-------- THE INPUT
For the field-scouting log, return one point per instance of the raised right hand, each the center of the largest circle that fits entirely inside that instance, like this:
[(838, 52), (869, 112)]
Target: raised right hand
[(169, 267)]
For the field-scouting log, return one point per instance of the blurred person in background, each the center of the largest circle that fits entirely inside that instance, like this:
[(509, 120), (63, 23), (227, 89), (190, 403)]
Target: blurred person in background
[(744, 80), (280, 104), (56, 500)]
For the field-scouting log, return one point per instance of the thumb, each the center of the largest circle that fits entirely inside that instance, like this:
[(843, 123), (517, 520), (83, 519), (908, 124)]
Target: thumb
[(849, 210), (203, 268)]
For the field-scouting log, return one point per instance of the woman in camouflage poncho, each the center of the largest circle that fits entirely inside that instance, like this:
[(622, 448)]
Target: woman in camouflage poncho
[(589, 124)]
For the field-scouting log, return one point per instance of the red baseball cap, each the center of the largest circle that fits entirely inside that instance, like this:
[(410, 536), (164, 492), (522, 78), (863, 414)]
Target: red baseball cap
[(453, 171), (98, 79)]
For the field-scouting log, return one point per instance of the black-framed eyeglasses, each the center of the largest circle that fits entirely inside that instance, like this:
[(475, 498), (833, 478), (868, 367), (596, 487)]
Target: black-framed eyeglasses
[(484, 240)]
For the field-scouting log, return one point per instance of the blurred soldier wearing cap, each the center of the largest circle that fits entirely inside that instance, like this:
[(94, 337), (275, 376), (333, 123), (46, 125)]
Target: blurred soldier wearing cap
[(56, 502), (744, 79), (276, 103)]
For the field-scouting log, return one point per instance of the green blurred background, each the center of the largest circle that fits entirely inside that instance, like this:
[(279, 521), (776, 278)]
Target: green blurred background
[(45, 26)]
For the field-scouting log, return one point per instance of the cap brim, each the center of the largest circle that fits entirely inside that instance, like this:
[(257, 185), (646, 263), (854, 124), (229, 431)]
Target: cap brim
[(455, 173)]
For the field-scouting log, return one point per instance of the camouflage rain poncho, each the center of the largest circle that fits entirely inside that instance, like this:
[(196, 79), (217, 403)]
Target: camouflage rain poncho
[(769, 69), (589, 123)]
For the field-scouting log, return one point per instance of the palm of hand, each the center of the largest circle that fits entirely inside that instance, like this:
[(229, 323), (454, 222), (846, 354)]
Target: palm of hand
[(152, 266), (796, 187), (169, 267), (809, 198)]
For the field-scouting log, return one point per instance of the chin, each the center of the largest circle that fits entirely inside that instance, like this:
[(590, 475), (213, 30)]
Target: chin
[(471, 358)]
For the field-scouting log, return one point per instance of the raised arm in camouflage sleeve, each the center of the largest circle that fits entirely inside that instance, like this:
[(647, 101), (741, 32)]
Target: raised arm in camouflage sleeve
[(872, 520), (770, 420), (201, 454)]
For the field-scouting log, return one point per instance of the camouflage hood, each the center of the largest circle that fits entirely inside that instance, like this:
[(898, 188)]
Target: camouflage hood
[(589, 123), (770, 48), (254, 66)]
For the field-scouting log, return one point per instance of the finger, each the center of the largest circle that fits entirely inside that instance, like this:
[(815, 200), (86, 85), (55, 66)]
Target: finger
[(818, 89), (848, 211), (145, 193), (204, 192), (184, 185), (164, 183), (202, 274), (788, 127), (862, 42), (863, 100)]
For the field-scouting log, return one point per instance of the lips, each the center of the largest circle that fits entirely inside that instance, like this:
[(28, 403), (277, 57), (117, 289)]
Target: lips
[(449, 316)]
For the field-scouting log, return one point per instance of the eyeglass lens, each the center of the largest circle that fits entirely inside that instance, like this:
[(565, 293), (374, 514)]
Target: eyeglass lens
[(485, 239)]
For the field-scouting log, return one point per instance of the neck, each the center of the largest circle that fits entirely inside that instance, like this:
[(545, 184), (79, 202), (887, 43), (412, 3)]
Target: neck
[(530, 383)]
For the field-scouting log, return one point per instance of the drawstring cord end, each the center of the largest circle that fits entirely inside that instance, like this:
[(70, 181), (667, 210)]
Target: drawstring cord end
----------------
WHAT YOU ARE ASKED TO DO
Retype exactly the lines of the data above, starting at its first line and finishing with the line that has "of the woman" in it.

ANSWER FOR THE TASK
For the field-scouting log, return one point per instance of the raised right hand, each the center of the largest circle that fits entirely inside that instance, like this:
[(838, 52), (869, 112)]
Target: raised right hand
[(169, 267)]
For the field-scouting log, return one point per instance of the blurred person in background, each the center of the largest circle that fits entirely inside that instance, like this:
[(509, 120), (63, 23), (227, 89), (190, 403)]
Target: blurred person in background
[(744, 80), (280, 104), (56, 500)]
For the field-scouting log, return one point per instance of the thumb, each the center of the largest circle that fits entirely inside that instance, like this:
[(843, 123), (517, 520), (83, 519), (908, 124)]
Target: thumb
[(849, 210), (203, 268)]
For the field-scouting log, return one point per instance of the woman in camouflage poncho, each the center of the largest circle that fits entirely inside that instance, like this:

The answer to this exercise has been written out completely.